* start Records for this task *

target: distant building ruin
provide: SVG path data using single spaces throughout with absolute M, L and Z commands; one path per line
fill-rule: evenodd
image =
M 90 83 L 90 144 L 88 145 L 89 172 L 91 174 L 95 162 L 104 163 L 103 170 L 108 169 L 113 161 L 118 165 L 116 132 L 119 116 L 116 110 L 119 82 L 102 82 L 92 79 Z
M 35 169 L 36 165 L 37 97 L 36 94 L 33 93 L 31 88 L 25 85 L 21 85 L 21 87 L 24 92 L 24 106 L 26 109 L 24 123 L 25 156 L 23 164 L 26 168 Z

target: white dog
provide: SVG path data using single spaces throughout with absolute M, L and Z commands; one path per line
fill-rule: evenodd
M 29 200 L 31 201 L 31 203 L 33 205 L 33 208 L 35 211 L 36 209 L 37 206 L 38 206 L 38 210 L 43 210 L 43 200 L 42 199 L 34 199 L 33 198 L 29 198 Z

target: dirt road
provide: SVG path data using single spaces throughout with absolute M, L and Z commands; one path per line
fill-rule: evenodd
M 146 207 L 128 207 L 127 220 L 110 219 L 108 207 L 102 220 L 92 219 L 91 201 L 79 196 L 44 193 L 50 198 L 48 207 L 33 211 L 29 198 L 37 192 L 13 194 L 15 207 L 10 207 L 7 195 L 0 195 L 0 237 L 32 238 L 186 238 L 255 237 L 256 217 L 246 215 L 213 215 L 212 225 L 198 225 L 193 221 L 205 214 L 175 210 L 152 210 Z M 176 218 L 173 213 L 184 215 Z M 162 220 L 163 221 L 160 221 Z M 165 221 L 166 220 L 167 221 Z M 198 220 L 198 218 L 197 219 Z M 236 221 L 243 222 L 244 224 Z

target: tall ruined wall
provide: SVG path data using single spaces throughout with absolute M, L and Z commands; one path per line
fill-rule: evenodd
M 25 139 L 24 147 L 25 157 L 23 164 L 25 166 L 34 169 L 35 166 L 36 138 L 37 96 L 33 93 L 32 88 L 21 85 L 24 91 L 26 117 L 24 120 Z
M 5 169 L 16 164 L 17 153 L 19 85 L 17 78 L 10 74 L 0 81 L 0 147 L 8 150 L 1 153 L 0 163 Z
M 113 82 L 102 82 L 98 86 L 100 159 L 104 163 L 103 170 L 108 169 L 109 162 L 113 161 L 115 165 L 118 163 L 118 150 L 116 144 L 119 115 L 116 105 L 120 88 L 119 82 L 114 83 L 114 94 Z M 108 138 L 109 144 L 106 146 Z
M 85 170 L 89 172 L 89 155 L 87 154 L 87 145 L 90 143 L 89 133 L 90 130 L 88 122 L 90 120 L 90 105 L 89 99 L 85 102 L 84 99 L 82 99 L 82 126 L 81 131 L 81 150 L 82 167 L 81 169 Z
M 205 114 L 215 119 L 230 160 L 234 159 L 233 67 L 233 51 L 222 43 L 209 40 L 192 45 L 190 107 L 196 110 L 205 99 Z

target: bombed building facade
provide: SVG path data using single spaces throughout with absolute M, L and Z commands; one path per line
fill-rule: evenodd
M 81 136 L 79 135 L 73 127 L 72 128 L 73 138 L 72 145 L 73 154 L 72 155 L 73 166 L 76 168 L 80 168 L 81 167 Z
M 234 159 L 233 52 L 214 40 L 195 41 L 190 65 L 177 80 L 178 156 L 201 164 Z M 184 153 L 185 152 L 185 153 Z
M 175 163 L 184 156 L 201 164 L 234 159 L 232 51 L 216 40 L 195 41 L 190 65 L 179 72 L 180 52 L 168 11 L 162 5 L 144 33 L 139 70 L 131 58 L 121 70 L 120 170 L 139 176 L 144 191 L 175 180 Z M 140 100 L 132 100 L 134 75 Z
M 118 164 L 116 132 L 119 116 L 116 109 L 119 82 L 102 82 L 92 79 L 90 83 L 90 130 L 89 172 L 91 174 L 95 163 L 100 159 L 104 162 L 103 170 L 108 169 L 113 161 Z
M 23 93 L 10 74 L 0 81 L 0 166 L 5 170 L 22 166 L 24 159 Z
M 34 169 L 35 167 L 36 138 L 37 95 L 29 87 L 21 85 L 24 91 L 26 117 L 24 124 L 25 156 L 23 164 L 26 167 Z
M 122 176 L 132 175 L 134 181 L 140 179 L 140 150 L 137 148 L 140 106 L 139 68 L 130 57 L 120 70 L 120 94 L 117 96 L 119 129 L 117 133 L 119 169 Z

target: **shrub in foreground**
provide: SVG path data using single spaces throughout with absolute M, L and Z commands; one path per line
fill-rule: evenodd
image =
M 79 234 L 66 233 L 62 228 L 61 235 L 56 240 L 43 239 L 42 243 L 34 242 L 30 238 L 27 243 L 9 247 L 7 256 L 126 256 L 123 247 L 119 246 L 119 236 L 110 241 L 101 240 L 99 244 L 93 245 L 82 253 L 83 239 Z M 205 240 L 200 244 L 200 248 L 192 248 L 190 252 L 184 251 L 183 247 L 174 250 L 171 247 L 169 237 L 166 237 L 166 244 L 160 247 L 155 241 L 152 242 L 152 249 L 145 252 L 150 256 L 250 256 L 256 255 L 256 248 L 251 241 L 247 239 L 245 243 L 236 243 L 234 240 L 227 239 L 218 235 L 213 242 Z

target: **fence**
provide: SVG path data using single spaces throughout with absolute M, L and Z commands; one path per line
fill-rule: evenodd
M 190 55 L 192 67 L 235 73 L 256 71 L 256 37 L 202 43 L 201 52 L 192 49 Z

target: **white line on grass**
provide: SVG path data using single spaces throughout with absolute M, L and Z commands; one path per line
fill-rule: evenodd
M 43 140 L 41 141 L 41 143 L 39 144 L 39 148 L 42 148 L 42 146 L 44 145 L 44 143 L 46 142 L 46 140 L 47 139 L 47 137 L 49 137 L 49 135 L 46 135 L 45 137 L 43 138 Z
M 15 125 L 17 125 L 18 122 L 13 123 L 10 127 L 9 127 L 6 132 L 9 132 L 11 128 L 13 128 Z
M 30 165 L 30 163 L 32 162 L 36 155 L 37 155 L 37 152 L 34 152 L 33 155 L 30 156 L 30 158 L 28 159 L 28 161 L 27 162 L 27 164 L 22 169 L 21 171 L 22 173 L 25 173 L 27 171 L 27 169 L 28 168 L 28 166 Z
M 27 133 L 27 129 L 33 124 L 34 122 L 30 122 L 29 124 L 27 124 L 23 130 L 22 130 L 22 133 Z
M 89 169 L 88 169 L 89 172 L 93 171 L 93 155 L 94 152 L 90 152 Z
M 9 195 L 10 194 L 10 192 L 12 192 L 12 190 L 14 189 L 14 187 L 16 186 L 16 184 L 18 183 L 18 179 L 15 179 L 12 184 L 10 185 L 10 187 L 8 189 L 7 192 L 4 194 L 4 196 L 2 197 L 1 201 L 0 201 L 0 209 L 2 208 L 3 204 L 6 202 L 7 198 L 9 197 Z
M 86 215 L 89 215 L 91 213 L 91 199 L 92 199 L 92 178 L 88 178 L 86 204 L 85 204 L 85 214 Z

* end Records for this task *

(Instructions to follow): Lay out every record above as a two-column CSV with the header row input,output. Give one row per record, putting its text in input and its answer in output, each in a single quoted field with line breaks replaced by spaces.

(Full response):
input,output
"target: distant building ruin provide: SVG path data using single spaces throughout with absolute M, L and Z commands; one path per line fill-rule: evenodd image =","M 90 83 L 90 144 L 88 145 L 89 172 L 91 174 L 95 162 L 104 163 L 103 170 L 108 169 L 113 161 L 118 165 L 116 132 L 119 116 L 116 110 L 119 82 L 102 82 L 92 79 Z M 35 169 L 36 165 L 37 97 L 36 94 L 33 93 L 31 88 L 25 85 L 21 85 L 21 87 L 24 92 L 24 106 L 26 109 L 24 123 L 25 156 L 23 164 L 26 168 Z"
"target: white dog provide: SVG path data using single spaces throughout with absolute M, L and Z commands; one path per line fill-rule: evenodd","M 29 200 L 31 201 L 31 203 L 33 205 L 33 208 L 35 211 L 36 209 L 37 206 L 38 206 L 38 210 L 43 210 L 43 200 L 42 199 L 34 199 L 33 198 L 29 198 Z"
"target: dirt road provide: SVG path data using single spaces throughout with absolute M, L and Z commands; one path per line fill-rule: evenodd","M 146 207 L 128 207 L 127 220 L 110 219 L 108 207 L 102 220 L 92 219 L 91 201 L 79 196 L 44 193 L 50 198 L 48 207 L 33 211 L 29 198 L 37 192 L 13 194 L 15 207 L 10 207 L 7 195 L 0 195 L 0 237 L 32 238 L 186 238 L 255 237 L 256 217 L 246 215 L 213 215 L 212 225 L 198 225 L 193 221 L 205 214 L 175 210 L 152 210 Z M 176 218 L 173 213 L 184 215 Z M 162 220 L 163 221 L 160 221 Z M 165 221 L 166 220 L 167 221 Z M 198 220 L 198 218 L 197 219 Z M 236 221 L 243 222 L 244 224 Z"
"target: tall ruined wall provide: SVG path data using single spaces throughout with absolute M, L and Z commands; one path per line fill-rule: evenodd","M 25 139 L 24 147 L 25 157 L 23 164 L 25 166 L 34 169 L 35 166 L 36 138 L 37 96 L 33 93 L 32 88 L 21 85 L 24 91 L 26 117 L 24 120 Z M 5 169 L 16 164 L 17 153 L 19 85 L 17 78 L 10 74 L 0 81 L 0 147 L 8 150 L 1 153 L 0 163 Z M 113 82 L 102 82 L 98 86 L 100 159 L 104 163 L 103 170 L 108 169 L 109 162 L 113 161 L 115 165 L 118 163 L 118 150 L 116 144 L 119 115 L 116 105 L 120 88 L 119 82 L 114 83 L 114 94 Z M 108 138 L 109 144 L 106 146 Z M 85 170 L 89 172 L 89 155 L 87 154 L 87 145 L 90 143 L 89 133 L 90 130 L 88 122 L 90 120 L 90 105 L 89 99 L 85 102 L 84 99 L 82 99 L 82 126 L 81 131 L 81 150 L 82 167 L 81 169 Z M 205 114 L 215 119 L 230 160 L 234 159 L 233 67 L 233 51 L 222 43 L 209 40 L 192 45 L 190 107 L 196 110 L 205 99 Z"
"target: bombed building facade provide: SVG path data using single spaces throughout with absolute M, L and Z commands; one path per line fill-rule: evenodd","M 81 136 L 79 135 L 73 127 L 72 128 L 73 138 L 72 145 L 73 154 L 72 155 L 73 166 L 76 168 L 80 168 L 81 167 Z M 234 159 L 233 52 L 214 40 L 195 41 L 190 65 L 177 80 L 178 156 L 201 164 Z M 184 153 L 185 152 L 185 153 Z M 175 163 L 184 156 L 201 164 L 234 159 L 232 51 L 216 40 L 195 41 L 190 65 L 179 72 L 180 52 L 168 11 L 162 5 L 144 33 L 139 70 L 131 58 L 121 70 L 120 170 L 139 176 L 144 191 L 175 180 Z M 140 100 L 132 100 L 134 75 Z M 118 164 L 116 132 L 119 116 L 116 109 L 119 82 L 102 82 L 92 79 L 90 83 L 90 130 L 89 172 L 91 174 L 95 163 L 100 159 L 104 162 L 103 170 L 108 169 L 113 161 Z M 23 93 L 10 74 L 0 81 L 0 166 L 5 170 L 22 166 L 24 159 Z M 34 169 L 35 167 L 36 138 L 37 95 L 29 87 L 21 85 L 24 91 L 26 117 L 24 124 L 25 156 L 23 164 L 26 167 Z M 122 176 L 132 175 L 134 181 L 140 179 L 140 150 L 137 148 L 140 106 L 139 68 L 130 57 L 120 70 L 120 94 L 117 96 L 119 129 L 117 133 L 119 169 Z"
"target: **shrub in foreground** provide: SVG path data using single spaces throughout with absolute M, L and Z commands; one path per line fill-rule: evenodd image =","M 79 234 L 66 233 L 62 228 L 61 235 L 56 240 L 43 239 L 42 243 L 34 242 L 30 238 L 27 243 L 9 247 L 7 256 L 126 256 L 123 247 L 119 246 L 119 236 L 110 241 L 101 240 L 99 244 L 93 245 L 82 253 L 83 239 Z M 205 240 L 200 244 L 200 248 L 192 248 L 190 252 L 184 251 L 183 247 L 174 250 L 171 247 L 169 237 L 166 237 L 166 244 L 160 247 L 155 241 L 152 242 L 152 249 L 145 252 L 150 256 L 250 256 L 256 255 L 256 248 L 251 241 L 247 239 L 245 243 L 236 243 L 234 240 L 227 239 L 218 235 L 213 242 Z"
"target: **fence** provide: SVG path data using single spaces throughout with absolute M, L and Z commands; one path per line fill-rule: evenodd","M 190 55 L 192 67 L 235 73 L 256 71 L 256 37 L 202 43 L 201 52 L 192 49 Z"
"target: **white line on grass** provide: SVG path data using single spaces throughout with absolute M, L and Z commands; one path per line fill-rule: evenodd","M 43 140 L 41 141 L 41 143 L 39 144 L 39 148 L 42 148 L 42 146 L 44 145 L 44 143 L 46 142 L 46 140 L 47 139 L 47 137 L 49 137 L 49 135 L 46 135 L 45 137 L 43 138 Z M 15 125 L 17 125 L 18 122 L 13 123 L 10 127 L 9 127 L 6 132 L 9 132 L 11 128 L 13 128 Z M 30 165 L 30 163 L 32 162 L 36 155 L 37 155 L 37 152 L 34 152 L 33 155 L 30 156 L 30 158 L 28 159 L 28 161 L 27 162 L 27 164 L 22 169 L 21 171 L 22 173 L 25 173 L 27 171 L 27 169 L 28 168 L 28 166 Z M 27 133 L 27 129 L 33 124 L 34 122 L 30 122 L 29 124 L 27 124 L 23 130 L 22 130 L 22 133 Z M 89 169 L 88 169 L 89 172 L 93 171 L 93 155 L 94 152 L 90 152 Z M 9 195 L 10 194 L 10 192 L 12 192 L 12 190 L 14 189 L 14 187 L 16 186 L 16 184 L 18 183 L 18 179 L 15 179 L 12 184 L 10 185 L 10 187 L 8 189 L 7 192 L 4 194 L 4 196 L 2 197 L 1 201 L 0 201 L 0 209 L 2 208 L 3 204 L 6 202 L 7 198 L 9 197 Z M 86 215 L 89 215 L 91 213 L 91 199 L 92 199 L 92 178 L 88 178 L 86 204 L 85 204 L 85 214 Z"